■ Stated goal ■
In the records below, copy the lines between the one holding "Game engine object recognition — detect floral" and the one holding "75, 388, 259, 548", inclusive, with "striped dress" swapped in for "floral dress" and nothing else changed. Leave out the pictures.

##### Dataset extract #####

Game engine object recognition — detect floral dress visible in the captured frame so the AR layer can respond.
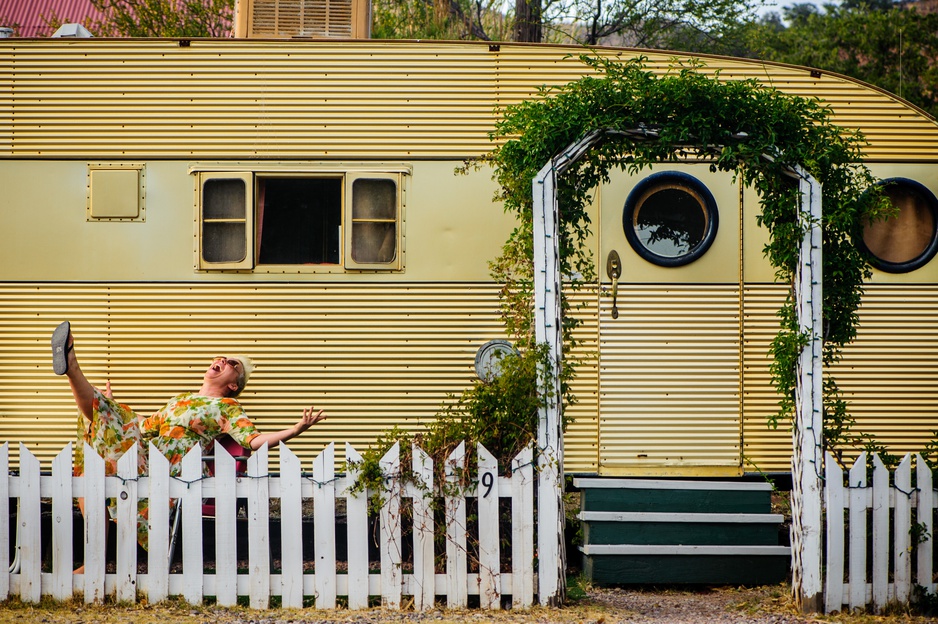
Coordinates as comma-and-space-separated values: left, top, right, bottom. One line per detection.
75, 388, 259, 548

#####
##### Dataset extract #####

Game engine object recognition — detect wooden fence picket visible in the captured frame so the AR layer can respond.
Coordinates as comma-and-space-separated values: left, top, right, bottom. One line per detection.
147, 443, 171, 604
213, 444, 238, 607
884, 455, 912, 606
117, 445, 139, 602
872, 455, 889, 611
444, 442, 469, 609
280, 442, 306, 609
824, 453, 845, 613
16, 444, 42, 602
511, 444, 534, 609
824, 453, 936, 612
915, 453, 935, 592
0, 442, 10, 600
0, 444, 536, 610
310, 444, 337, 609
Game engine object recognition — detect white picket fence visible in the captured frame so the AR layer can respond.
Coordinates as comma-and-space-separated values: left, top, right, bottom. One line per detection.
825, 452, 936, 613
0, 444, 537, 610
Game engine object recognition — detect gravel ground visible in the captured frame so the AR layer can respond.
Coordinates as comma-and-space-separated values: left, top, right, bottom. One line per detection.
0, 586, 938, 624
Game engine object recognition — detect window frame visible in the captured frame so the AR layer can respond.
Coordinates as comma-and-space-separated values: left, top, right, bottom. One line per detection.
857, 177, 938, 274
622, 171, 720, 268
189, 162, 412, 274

#####

■ Result of the task ■
Game engine object recognition — detect striped dress visible in the captured frame so the AR layer can respond.
Coordinates as comma-and-space-separated values: left, top, right, bottom. One line per detection.
75, 388, 259, 548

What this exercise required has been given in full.